* **Exercise input**:
····················

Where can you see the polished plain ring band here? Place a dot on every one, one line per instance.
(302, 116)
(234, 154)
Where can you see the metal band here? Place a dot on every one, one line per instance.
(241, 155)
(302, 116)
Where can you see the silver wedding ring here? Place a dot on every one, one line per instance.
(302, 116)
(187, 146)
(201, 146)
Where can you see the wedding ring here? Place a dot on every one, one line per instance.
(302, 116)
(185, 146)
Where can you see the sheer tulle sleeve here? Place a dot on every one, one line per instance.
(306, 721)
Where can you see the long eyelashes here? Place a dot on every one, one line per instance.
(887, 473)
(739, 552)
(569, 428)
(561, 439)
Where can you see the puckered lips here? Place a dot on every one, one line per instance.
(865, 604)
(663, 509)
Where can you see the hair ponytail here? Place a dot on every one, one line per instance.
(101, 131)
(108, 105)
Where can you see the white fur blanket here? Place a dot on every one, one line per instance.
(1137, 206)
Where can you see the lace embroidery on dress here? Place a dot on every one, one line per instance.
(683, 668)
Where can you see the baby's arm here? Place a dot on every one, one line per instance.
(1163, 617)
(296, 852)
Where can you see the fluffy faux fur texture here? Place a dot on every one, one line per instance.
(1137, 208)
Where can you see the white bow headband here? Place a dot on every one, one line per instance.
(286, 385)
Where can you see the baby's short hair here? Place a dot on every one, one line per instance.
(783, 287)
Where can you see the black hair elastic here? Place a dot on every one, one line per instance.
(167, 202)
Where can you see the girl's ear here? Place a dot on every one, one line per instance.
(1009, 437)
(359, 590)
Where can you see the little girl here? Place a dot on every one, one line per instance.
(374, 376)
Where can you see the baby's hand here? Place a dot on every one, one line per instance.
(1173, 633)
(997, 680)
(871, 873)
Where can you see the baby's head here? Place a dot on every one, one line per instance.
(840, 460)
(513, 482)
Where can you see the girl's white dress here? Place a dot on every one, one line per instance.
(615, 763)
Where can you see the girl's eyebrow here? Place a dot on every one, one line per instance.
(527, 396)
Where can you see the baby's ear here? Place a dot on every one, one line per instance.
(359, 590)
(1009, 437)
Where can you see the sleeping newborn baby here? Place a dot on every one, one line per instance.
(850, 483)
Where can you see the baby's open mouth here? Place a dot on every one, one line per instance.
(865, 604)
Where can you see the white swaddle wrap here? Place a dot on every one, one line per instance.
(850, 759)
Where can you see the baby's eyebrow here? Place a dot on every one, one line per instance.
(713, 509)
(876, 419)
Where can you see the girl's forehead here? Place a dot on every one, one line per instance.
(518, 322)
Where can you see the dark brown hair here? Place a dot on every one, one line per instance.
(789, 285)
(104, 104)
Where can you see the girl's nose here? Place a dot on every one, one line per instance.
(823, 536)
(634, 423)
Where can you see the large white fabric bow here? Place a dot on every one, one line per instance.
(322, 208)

····················

Rewrite everything from the line containing "Where can you see the white bow" down to the last line above, requests included. Shift every coordinate in the answers by adding 10 to each number.

Where can you see the white bow headband here? Place a dot on every one, one line per instance.
(296, 395)
Where can you see the baby's short hair here? Place a dot on every one, one line per instance.
(793, 297)
Where can you see the black hair elastic here? Place a dot on every one, one line per instance.
(177, 212)
Where can you see the girl's ear here? Place a dot on every one, one line per instance.
(1019, 447)
(369, 600)
Where can you see the little girl here? Place a dot on every one, one line per instance.
(384, 386)
Where can you see the baby's hand here? Place a dot on every one, one line per instance.
(1183, 643)
(1007, 690)
(881, 883)
Where can you see the baby's head here? Place a dot on every one, one line per instance.
(850, 470)
(523, 492)
Where can you see the girl's white dress here? Place a dot on every one, one line per instance.
(625, 773)
Where can you see the girl's eyebrow here? Place a dot on every one, one line per instance.
(537, 406)
Where can you see the baby's ear here? Place a dot on every one, one line per instance.
(369, 600)
(1019, 447)
Where can you see the sleeping newborn baby here? Place a dot on every one, one line per instance.
(860, 493)
Where can you see the baby's open mouth here? Place a dot on every one, one line per instance.
(875, 614)
Where can you see the white swaddle wrap here? Place a dot on every one, one line per instance.
(860, 769)
Where can you see the baby's eyebrow here? Place a dot on every one, one line per instance.
(723, 519)
(886, 429)
Where can you see the girl's forehead here? Place a dot on every one, one line per instance.
(528, 332)
Where can you see the dark brown hair here? Place a dot on every one, one line per instance.
(799, 295)
(114, 114)
Where can you see the girl's nose here? Place a dot on every one, one line per instance.
(833, 546)
(644, 433)
Where can you see the large white fabric bow here? Place a dot on every one, one line per instance.
(332, 218)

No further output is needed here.